PROBLEM DETAILS
Using the data below, show every line where the word "table" occurs.

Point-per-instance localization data
::::

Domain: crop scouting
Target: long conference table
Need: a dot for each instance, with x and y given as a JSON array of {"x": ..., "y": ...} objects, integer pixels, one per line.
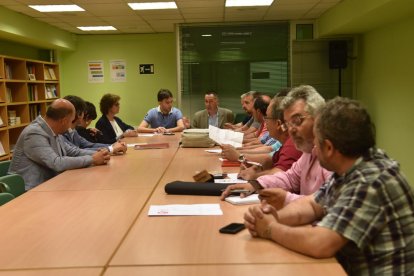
[{"x": 94, "y": 221}]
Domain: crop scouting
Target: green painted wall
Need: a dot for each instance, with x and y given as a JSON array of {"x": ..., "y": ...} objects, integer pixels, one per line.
[
  {"x": 138, "y": 93},
  {"x": 385, "y": 83}
]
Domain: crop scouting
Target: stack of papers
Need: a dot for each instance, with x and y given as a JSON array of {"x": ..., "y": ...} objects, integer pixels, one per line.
[{"x": 237, "y": 200}]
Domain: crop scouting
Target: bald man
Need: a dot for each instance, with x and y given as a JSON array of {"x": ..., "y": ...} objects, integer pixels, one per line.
[{"x": 41, "y": 153}]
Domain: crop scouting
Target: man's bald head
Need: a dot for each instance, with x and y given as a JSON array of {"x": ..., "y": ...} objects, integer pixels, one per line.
[{"x": 60, "y": 109}]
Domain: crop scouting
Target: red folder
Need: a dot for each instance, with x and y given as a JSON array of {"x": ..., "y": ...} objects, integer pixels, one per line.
[{"x": 227, "y": 163}]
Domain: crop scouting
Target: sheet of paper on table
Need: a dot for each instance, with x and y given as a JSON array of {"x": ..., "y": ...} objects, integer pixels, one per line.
[
  {"x": 185, "y": 210},
  {"x": 226, "y": 136}
]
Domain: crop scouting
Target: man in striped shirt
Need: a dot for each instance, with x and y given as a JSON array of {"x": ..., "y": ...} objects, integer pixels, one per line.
[{"x": 364, "y": 214}]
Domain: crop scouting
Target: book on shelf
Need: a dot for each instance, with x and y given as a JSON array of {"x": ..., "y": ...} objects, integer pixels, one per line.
[
  {"x": 34, "y": 111},
  {"x": 52, "y": 73},
  {"x": 50, "y": 92},
  {"x": 33, "y": 94},
  {"x": 31, "y": 72},
  {"x": 2, "y": 151},
  {"x": 9, "y": 95},
  {"x": 7, "y": 71},
  {"x": 47, "y": 74}
]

::::

ANSWER BELOW
Target: long conference table
Target: sheet of paper on table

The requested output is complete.